> [Problems and tasks]:
[1] Does the post on London commuting rules support each of these statements? (a) The post is a repost of something first published over two years earlier. (b) Offering the driver money is advised. (c) Leaving a newspaper on the seat when getting off the train counts as littering. Answer yes or no for each, quoting the deciding words.
[2] In the post on London commuting rules, what did the writer see a bus driver refuse to do?
[3] Extract the passage from the post on London commuting rules, starting at "How to Move" and ending at "for a start.".

> [Provided passage]:
________
Regular readers (all both of them) will notice that this is a repost of something I first posted over two years ago at: The 09:59 to Waterloo

This is partly because that was tagged-on to the end of a rantlet about something else and I feel like separating it out, but also is prompted by some fun blog posts by Brendan Nelson at The Geneva Convention of Public Transport and a couple of earlier posts linked to it. Read them as well as this!

How to Move Around in London

Let me tell you the truth about commuting. You have a DUTY to your fellow human beings when you are walking in a big commuter crowd in a place where acts of public transport are committed. It is to get out of the way of the people behind you as quickly as possible . And that usually involves getting to wherever you are going as quickly as possible. So the right thing to do is to move as fast as is compatible with health and safety. To move opportunistically, to fill gaps, to pass slower people, and to keep on going… this is not selfishness, that is being public spirited. It gets you out of the way. It gets you out of MY way for a start.

There are RULES about this. Let me share a few with you. And we don’t wan to hear any more of this “nobody told me the rules before I came to London…” Big Boy’s games – Big Boy’s Rules. (*) These are the rules. You HAVE been warned!

Universal rules

  • Buy your ticket or pass before you get on the bus or train. Don’t offer the driver money. That’s so twentieth century.
  • Don’t try to talk. Everyone will think you are mad.
  • It is always open season for hunters of luggage on a stick
  • Let passengers off the bus or train before you try to get on. If you don’t we probably won’t kill you – but I have seen a busdriver refuse to move until someone who pushed on got off the bus.
  • There are nice maps on every bus stop and at station that show you exactly how to get where you are going. Use them.
  • Yes, you do get up off your seat for someone who is pregnant, aged, carrying small children, or visibly more crippled than you are. Even in London. Even on a delayed Northern Line train creakingly approaching Bank from London Bridge at 0850 on a wet Monday in a recession. Yes, this means YOU!

The Rules of the Train

(and the Platform)
  • Drop not your paper cup on the seat when you get off the train. That IS littering.
  • Drop your newspaper on the seat when you get off the train. This is NOT littering.
________
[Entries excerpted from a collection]

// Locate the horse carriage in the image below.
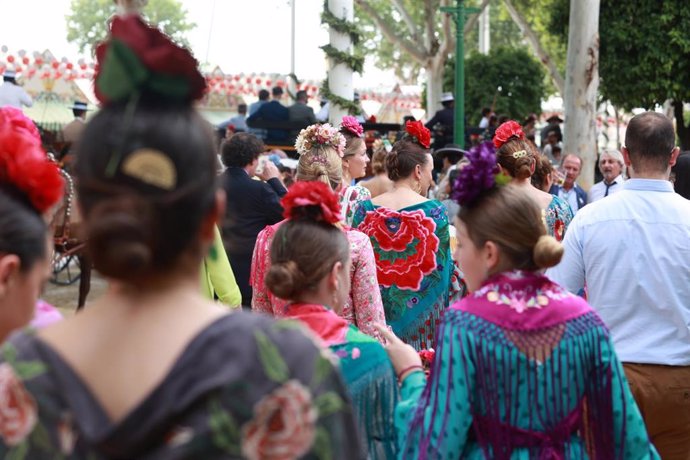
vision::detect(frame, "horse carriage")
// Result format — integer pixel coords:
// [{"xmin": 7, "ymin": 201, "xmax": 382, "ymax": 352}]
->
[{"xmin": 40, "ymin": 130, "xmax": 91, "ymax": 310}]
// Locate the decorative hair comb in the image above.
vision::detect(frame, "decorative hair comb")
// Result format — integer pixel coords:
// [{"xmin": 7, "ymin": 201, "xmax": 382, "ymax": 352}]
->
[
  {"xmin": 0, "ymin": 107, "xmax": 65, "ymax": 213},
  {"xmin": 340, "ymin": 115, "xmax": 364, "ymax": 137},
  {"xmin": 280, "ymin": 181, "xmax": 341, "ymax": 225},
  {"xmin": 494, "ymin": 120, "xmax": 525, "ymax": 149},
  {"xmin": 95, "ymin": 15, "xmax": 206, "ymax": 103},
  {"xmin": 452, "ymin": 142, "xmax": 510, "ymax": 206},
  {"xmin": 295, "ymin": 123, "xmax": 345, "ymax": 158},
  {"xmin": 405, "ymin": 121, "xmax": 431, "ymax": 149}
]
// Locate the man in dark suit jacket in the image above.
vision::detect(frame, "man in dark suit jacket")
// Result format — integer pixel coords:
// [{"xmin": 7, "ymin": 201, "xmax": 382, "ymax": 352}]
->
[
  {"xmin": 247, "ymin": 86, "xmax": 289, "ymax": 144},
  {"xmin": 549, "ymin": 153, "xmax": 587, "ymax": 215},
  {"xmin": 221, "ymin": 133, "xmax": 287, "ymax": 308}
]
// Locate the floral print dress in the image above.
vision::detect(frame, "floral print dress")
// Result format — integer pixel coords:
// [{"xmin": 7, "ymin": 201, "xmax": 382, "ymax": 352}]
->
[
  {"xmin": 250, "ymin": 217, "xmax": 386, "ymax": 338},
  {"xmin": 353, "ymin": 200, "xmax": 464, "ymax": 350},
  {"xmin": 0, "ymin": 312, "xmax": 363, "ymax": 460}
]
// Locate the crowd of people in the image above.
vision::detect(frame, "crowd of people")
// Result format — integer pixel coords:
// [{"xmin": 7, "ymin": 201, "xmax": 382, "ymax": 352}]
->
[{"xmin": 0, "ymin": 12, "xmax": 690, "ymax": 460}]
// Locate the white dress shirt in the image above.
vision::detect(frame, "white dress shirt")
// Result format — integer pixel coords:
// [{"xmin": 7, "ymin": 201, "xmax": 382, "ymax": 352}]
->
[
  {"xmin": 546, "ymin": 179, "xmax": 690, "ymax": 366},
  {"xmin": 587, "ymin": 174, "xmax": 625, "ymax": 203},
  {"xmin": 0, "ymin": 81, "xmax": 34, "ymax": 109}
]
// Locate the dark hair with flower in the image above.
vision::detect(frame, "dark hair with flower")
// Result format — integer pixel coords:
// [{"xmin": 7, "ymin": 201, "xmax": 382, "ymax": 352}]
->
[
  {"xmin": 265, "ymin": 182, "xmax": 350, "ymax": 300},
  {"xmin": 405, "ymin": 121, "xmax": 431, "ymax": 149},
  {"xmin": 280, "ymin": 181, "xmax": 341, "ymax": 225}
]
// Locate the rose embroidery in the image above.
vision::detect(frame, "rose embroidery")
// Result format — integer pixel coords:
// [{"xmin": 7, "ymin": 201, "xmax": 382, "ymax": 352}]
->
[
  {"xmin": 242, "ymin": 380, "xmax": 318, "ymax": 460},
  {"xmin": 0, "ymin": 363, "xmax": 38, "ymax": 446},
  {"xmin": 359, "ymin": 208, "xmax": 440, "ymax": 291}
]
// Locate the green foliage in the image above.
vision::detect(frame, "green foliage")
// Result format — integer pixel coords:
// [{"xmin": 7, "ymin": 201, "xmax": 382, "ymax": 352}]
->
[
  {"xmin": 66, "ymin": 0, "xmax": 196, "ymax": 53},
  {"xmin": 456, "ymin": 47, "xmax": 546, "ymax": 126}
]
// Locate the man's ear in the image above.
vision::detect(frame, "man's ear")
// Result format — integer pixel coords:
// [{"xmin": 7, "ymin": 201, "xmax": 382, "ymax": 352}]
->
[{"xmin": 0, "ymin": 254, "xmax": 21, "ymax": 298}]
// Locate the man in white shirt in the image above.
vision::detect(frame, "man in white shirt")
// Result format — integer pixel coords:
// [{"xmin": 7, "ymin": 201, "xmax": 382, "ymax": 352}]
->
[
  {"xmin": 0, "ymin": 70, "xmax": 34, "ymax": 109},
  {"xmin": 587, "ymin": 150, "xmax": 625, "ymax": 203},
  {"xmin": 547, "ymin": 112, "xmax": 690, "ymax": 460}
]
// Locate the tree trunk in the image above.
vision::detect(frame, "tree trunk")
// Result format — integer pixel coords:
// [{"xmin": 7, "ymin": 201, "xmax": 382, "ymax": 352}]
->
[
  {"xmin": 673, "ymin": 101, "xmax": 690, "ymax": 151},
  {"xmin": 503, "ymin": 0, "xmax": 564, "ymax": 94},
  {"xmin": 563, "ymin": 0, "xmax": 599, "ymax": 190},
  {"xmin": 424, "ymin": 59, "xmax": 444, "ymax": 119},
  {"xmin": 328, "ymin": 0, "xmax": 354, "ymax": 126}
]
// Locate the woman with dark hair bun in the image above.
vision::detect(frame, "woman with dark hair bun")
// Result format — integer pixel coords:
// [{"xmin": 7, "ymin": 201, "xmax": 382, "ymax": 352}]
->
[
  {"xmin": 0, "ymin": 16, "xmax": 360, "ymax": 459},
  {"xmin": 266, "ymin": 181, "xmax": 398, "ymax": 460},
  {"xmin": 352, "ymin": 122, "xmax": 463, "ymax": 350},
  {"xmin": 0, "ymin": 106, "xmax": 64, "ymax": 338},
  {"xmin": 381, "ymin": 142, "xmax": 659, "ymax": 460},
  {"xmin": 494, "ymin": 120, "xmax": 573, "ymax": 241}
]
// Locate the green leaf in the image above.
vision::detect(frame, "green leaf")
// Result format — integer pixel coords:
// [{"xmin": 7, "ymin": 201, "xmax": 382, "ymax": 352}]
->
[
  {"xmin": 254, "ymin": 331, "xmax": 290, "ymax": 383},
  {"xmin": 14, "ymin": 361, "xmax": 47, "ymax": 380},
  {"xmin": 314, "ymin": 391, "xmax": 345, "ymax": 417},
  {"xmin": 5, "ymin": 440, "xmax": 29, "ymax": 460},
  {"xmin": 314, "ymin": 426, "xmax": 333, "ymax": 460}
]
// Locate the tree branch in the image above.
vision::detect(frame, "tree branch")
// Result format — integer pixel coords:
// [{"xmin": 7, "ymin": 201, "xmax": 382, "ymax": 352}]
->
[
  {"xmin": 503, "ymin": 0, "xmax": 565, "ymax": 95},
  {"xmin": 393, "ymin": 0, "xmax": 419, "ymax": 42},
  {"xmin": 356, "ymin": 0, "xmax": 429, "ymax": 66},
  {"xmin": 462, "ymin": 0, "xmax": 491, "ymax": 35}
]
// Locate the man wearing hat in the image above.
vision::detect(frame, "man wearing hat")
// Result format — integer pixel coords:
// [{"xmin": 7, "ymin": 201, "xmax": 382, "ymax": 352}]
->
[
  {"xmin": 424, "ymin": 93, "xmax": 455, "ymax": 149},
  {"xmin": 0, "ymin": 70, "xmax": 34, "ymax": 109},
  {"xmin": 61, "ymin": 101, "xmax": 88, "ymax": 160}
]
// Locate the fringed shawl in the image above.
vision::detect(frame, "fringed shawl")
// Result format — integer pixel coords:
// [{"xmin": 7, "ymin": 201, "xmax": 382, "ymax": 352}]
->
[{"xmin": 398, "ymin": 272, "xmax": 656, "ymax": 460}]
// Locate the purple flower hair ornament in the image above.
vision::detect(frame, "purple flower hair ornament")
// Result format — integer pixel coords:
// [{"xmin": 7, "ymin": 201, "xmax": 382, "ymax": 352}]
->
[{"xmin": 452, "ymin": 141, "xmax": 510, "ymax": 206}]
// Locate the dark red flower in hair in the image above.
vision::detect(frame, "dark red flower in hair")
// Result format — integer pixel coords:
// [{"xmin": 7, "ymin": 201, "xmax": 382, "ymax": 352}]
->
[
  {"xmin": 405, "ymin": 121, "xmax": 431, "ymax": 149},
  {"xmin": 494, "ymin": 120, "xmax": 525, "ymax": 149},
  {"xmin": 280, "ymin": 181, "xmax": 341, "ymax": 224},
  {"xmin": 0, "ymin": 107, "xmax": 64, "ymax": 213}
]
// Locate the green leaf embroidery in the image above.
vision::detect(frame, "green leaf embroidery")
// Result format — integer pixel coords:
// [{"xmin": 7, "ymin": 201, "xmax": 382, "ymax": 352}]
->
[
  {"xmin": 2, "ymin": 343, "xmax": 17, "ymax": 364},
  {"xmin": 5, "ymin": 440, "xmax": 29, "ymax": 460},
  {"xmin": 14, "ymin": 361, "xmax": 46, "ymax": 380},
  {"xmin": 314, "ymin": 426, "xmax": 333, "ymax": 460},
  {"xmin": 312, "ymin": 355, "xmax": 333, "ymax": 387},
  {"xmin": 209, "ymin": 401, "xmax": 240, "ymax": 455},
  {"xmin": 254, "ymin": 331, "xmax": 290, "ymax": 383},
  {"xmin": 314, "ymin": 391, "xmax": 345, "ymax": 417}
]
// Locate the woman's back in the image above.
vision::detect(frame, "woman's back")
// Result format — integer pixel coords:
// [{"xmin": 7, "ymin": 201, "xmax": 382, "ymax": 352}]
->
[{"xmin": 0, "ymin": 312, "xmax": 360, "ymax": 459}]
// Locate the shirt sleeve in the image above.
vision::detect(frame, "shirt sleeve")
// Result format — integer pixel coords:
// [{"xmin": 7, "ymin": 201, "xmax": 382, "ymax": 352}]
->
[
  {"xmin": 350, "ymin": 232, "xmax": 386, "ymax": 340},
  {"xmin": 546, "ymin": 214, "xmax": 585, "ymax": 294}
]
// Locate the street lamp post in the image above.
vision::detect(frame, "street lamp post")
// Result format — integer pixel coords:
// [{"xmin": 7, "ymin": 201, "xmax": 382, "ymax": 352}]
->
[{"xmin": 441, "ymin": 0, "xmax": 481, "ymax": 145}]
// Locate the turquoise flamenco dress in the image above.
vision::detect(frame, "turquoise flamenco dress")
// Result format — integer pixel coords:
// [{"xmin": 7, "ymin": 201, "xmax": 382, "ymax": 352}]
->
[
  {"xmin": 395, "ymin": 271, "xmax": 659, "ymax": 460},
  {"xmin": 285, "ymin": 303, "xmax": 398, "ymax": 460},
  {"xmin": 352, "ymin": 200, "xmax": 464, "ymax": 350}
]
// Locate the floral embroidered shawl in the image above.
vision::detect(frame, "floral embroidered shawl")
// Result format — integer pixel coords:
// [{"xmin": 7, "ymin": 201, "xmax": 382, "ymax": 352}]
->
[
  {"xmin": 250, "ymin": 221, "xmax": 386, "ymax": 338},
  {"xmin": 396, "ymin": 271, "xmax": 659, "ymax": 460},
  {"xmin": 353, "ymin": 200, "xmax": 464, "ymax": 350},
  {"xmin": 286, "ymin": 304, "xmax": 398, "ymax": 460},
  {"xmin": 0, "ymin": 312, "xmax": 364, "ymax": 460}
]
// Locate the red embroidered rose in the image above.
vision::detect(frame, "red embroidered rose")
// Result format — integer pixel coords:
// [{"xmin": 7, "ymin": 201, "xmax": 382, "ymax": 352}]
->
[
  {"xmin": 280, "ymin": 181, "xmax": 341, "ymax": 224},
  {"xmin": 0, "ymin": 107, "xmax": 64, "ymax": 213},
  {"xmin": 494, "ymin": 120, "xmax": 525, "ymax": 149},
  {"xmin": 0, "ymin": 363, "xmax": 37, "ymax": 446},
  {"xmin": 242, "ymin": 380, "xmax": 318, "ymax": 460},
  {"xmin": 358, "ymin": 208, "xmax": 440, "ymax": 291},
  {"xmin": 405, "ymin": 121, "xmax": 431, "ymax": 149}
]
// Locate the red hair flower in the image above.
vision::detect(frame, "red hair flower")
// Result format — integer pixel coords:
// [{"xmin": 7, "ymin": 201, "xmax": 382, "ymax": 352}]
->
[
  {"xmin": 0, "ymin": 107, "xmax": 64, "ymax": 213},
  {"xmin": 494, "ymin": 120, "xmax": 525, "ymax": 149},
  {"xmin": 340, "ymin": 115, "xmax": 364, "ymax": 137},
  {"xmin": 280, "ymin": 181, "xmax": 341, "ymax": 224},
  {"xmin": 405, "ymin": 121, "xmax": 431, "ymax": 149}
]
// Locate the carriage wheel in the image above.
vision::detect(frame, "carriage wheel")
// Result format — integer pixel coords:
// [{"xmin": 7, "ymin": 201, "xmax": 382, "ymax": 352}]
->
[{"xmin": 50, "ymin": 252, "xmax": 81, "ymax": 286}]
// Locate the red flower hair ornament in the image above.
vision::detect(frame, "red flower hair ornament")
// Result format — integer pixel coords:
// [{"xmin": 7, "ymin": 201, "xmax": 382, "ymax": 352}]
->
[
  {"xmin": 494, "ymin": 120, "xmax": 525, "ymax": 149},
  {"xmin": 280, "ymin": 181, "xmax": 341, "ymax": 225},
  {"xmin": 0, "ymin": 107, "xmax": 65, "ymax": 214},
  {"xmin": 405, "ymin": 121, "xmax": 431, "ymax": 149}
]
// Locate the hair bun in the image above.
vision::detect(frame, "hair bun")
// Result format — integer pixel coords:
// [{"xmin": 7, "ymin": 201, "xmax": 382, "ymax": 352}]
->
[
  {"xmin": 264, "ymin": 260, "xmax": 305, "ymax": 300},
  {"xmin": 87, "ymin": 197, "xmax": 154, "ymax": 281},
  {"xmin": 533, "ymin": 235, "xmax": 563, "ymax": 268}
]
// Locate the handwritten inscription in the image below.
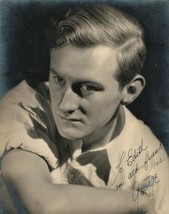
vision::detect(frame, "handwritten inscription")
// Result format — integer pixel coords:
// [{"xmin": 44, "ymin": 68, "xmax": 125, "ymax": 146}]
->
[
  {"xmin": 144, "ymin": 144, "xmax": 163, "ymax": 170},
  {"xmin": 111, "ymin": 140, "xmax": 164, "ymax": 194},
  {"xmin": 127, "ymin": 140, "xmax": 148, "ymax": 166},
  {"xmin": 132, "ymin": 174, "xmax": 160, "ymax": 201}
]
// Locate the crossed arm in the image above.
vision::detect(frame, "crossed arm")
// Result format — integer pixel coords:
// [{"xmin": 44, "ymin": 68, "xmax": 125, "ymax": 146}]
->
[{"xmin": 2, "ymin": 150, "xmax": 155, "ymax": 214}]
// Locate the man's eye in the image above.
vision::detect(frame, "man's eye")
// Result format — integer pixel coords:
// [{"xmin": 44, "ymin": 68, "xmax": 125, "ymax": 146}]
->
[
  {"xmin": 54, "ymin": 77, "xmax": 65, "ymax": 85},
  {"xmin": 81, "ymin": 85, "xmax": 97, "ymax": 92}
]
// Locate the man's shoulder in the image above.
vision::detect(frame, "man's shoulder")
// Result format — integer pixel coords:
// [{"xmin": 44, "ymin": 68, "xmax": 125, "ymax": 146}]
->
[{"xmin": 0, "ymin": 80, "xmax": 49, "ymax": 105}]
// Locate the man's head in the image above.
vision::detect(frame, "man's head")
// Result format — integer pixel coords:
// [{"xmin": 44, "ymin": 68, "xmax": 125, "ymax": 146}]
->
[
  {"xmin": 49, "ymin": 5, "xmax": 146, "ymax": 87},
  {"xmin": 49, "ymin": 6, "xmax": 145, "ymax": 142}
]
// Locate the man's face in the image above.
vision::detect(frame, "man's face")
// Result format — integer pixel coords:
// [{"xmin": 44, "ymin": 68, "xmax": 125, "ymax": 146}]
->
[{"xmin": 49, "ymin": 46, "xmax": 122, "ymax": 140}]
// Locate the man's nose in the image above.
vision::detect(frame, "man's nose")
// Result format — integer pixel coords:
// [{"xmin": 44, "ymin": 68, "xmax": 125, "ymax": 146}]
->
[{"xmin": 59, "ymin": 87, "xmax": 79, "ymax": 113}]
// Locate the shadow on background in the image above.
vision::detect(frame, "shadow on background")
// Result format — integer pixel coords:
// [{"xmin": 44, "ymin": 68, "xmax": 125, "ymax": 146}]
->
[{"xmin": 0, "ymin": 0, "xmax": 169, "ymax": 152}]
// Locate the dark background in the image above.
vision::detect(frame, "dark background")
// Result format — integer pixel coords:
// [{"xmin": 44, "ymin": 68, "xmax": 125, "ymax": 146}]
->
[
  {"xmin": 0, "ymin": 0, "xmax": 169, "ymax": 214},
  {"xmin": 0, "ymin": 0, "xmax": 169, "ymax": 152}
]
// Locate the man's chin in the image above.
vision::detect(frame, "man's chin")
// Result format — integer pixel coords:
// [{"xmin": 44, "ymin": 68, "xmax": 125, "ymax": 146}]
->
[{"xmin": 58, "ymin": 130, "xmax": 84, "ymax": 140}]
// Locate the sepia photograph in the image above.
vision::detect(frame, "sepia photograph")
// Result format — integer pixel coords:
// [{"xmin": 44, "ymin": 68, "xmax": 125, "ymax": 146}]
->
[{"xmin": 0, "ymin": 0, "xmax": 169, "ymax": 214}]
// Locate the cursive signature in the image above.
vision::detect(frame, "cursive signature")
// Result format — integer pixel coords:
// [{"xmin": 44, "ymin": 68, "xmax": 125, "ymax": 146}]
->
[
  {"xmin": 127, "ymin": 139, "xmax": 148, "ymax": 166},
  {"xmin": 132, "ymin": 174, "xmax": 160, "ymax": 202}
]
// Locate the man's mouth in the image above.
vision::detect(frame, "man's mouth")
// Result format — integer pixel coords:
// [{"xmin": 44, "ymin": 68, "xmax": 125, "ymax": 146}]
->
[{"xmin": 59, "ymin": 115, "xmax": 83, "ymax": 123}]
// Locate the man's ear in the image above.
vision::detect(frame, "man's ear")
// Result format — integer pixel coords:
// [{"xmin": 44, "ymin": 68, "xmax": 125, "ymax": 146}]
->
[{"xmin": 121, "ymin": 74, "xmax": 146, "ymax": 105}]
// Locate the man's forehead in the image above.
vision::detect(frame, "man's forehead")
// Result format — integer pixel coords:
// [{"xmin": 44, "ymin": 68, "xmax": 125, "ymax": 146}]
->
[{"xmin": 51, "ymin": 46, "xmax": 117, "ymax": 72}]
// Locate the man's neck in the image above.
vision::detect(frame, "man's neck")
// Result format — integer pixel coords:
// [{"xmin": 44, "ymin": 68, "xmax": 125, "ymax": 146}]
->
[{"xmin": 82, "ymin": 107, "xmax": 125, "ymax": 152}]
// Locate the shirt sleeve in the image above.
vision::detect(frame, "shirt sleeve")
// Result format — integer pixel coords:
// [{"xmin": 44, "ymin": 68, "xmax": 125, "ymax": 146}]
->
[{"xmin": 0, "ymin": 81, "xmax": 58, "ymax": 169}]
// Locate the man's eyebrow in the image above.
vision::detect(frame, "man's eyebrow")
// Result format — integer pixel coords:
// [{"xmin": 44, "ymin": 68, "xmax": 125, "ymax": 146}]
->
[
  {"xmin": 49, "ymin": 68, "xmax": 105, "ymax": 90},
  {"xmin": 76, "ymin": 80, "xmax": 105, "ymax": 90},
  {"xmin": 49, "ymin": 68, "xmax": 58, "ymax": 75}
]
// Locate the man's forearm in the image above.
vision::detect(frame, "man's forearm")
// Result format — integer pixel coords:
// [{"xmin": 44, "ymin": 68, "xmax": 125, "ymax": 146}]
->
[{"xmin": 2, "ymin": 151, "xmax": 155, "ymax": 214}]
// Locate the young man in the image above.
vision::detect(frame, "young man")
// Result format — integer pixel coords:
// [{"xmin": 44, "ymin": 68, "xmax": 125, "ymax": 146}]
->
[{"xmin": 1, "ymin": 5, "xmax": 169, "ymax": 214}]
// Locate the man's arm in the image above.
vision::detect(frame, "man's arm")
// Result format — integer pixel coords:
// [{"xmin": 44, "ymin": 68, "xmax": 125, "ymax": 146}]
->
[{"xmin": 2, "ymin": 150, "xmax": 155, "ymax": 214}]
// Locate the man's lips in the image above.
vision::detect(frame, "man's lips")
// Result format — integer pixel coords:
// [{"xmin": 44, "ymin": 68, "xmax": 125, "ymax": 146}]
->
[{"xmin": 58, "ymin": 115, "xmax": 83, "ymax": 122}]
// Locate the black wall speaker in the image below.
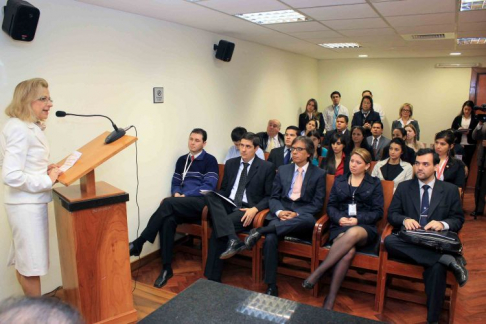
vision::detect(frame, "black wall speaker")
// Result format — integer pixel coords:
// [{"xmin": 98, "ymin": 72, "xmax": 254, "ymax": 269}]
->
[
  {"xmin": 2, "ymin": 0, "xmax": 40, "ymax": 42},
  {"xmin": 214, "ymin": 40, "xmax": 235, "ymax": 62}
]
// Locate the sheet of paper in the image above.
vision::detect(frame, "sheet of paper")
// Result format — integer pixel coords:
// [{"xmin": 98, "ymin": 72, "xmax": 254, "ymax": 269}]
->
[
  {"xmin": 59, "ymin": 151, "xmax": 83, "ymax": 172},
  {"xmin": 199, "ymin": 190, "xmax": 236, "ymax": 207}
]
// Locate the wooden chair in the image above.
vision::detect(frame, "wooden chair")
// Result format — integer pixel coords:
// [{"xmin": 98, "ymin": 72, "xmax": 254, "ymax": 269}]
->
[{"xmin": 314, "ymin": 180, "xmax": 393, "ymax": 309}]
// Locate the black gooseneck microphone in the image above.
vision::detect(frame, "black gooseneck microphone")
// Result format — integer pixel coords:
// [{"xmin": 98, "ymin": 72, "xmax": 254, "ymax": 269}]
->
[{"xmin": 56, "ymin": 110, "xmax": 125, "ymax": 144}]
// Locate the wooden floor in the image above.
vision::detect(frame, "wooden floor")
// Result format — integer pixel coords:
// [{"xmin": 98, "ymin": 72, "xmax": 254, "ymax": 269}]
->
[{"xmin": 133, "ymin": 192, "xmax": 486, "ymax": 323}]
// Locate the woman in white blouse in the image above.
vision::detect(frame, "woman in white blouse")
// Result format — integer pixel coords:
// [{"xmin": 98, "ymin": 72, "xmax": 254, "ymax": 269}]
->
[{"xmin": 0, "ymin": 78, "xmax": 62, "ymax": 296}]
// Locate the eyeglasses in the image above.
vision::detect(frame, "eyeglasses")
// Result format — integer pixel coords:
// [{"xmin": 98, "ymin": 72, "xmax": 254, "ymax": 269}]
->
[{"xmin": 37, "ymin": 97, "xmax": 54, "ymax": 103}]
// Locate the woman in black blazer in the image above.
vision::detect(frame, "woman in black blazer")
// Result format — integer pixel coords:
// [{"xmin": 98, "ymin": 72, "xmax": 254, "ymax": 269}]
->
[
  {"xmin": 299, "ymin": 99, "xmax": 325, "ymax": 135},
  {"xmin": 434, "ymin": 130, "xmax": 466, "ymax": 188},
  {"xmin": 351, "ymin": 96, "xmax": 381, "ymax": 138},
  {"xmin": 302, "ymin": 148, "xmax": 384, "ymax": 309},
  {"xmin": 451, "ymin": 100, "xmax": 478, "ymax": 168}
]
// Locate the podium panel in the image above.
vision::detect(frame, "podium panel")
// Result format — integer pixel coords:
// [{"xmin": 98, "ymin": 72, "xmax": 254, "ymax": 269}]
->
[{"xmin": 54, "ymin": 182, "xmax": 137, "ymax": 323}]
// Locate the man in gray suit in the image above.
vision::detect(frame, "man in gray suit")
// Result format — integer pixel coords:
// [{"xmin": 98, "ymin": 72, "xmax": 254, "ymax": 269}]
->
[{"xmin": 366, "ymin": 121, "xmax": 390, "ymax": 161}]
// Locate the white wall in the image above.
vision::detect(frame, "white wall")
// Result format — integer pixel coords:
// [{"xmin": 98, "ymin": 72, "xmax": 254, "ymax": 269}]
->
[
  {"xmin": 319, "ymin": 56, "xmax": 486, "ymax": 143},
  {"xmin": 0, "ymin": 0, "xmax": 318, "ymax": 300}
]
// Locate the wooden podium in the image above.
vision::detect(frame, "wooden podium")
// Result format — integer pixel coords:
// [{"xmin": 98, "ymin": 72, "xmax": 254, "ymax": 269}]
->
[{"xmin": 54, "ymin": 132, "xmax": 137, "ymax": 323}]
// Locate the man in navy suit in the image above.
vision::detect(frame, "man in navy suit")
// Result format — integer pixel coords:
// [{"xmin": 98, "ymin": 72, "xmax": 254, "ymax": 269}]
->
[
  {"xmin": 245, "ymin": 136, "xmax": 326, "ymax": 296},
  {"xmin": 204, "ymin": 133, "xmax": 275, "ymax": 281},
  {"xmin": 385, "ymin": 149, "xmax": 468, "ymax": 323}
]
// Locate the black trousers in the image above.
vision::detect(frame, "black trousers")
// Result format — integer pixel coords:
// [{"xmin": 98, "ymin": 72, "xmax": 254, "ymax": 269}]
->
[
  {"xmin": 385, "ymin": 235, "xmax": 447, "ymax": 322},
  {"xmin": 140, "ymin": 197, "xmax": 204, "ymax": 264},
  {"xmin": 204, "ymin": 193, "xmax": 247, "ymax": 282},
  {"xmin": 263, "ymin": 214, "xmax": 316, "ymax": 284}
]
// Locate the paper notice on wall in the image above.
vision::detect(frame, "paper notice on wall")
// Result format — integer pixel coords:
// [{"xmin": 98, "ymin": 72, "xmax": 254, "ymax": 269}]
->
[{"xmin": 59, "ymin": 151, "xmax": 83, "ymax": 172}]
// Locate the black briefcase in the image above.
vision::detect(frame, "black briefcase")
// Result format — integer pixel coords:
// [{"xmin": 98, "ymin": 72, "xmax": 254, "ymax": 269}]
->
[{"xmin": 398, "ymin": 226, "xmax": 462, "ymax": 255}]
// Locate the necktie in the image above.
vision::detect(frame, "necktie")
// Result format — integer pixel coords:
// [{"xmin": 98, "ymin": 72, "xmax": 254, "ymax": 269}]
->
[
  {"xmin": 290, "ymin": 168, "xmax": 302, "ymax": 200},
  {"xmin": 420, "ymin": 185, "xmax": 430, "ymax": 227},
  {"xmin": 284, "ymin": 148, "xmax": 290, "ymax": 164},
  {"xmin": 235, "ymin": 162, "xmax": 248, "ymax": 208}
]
________
> [Full solutions]:
[1]
(a) Yes: "this is a repost of something I first posted over two years ago"
(b) No: "Don’t offer the driver money."
(c) No: "Drop your newspaper on the seat when you get off the train. This is NOT littering."

[2] The driver refused to move until someone who pushed on got off the bus.

[3]
How to Move Around in London

Let me tell you the truth about commuting. You have a DUTY to your fellow human beings when you are walking in a big commuter crowd in a place where acts of public transport are committed. It is to get out of the way of the people behind you as quickly as possible . And that usually involves getting to wherever you are going as quickly as possible. So the right thing to do is to move as fast as is compatible with health and safety. To move opportunistically, to fill gaps, to pass slower people, and to keep on going… this is not selfishness, that is being public spirited. It gets you out of the way. It gets you out of MY way for a start.